(Recorded data)

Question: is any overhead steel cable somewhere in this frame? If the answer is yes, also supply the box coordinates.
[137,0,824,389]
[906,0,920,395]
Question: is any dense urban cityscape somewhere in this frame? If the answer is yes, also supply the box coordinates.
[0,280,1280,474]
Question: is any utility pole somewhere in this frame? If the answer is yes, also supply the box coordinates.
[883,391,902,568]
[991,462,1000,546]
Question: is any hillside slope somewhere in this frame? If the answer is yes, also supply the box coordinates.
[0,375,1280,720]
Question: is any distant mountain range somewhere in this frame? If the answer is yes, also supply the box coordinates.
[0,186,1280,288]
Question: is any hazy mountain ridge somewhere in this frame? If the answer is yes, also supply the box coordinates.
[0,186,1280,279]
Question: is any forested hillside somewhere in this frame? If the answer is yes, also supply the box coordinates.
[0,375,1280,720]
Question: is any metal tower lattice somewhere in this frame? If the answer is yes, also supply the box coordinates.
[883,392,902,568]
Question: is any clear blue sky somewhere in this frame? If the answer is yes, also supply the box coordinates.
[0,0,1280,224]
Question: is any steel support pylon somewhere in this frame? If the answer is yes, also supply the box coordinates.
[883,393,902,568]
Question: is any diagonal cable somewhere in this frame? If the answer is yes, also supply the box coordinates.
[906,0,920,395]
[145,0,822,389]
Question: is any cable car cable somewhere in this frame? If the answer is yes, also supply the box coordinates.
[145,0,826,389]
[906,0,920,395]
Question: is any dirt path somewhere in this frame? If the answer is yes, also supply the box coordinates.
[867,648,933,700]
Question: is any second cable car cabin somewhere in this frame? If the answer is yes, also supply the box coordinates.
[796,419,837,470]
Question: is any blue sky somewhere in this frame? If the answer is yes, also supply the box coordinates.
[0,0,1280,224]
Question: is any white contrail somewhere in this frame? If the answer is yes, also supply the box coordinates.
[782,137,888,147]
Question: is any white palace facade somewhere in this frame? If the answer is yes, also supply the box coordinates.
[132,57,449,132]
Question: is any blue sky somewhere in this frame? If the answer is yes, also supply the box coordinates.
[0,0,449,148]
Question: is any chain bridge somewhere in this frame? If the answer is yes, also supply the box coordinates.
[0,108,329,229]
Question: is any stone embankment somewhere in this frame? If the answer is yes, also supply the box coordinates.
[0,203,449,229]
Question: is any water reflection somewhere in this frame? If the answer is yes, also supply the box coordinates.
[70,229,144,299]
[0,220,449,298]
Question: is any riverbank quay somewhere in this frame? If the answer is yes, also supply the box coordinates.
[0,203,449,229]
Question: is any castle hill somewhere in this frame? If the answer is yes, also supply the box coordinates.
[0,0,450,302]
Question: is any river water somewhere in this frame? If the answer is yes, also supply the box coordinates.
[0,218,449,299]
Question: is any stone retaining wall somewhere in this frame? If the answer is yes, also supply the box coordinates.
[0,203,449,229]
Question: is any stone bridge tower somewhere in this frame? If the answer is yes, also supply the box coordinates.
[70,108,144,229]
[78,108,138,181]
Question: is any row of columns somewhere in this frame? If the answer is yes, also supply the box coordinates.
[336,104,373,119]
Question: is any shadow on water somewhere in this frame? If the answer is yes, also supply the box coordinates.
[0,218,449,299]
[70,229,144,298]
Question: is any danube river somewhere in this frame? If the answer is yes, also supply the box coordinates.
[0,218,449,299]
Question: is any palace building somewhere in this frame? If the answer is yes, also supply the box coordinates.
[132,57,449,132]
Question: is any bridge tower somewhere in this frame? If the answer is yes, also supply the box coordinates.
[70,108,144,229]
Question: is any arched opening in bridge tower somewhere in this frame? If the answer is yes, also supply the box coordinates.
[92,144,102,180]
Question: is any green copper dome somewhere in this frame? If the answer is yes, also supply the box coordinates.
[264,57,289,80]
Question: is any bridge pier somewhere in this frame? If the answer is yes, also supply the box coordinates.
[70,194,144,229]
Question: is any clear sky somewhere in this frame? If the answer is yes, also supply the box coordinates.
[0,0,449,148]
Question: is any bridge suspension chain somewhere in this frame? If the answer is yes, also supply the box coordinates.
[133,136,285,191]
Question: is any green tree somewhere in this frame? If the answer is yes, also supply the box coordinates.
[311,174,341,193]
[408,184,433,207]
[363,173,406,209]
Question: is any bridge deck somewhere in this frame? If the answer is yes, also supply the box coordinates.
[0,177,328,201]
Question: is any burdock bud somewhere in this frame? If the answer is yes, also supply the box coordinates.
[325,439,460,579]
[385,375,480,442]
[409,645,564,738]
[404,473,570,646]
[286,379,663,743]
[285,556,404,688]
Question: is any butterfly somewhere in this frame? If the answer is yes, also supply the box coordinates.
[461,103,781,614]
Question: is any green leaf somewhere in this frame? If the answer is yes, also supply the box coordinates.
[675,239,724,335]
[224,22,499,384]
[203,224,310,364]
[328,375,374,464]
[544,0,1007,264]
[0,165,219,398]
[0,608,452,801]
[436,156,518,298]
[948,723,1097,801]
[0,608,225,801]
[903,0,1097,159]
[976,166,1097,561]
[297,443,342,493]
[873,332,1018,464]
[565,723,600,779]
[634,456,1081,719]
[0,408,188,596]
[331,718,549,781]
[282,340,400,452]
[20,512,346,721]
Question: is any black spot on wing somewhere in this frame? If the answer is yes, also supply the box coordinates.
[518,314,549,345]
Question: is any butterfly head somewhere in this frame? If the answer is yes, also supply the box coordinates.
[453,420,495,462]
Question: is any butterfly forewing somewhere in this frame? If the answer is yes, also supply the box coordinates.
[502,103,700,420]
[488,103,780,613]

▶ [WHAT THIS TASK INVOLVES]: Add 22 to every box coordinate in the answers, and rewrite every line from the one containing "Question: is any green leaf" through the last line of the recorded data. Include every line in that range, not only the answers.

▶ [RESULT BELOW]:
Question: is any green leaf somewhere in this frame? If the answer is yes, also supply the box coordinates.
[697,261,746,357]
[246,44,521,406]
[225,246,332,386]
[350,397,396,486]
[566,22,1029,286]
[22,187,241,420]
[22,630,474,823]
[458,178,540,320]
[970,745,1119,823]
[22,630,247,823]
[925,22,1119,181]
[998,188,1119,583]
[319,465,364,515]
[895,354,1040,486]
[587,745,622,801]
[656,478,1103,741]
[22,430,210,618]
[353,740,571,803]
[304,362,422,474]
[42,534,368,743]
Question: is any black spot on wing somewhere in this frame? If the answer is yes, also supply the box coordinates.
[540,336,571,367]
Question: is any butterfly head somewhere in this frame? If the answer is yes, also supply the box coordinates.
[475,442,517,484]
Question: is any butterfly forewing somewhere in this frame? If the answer is yes, also supply the box coordinates.
[524,125,722,442]
[510,125,802,635]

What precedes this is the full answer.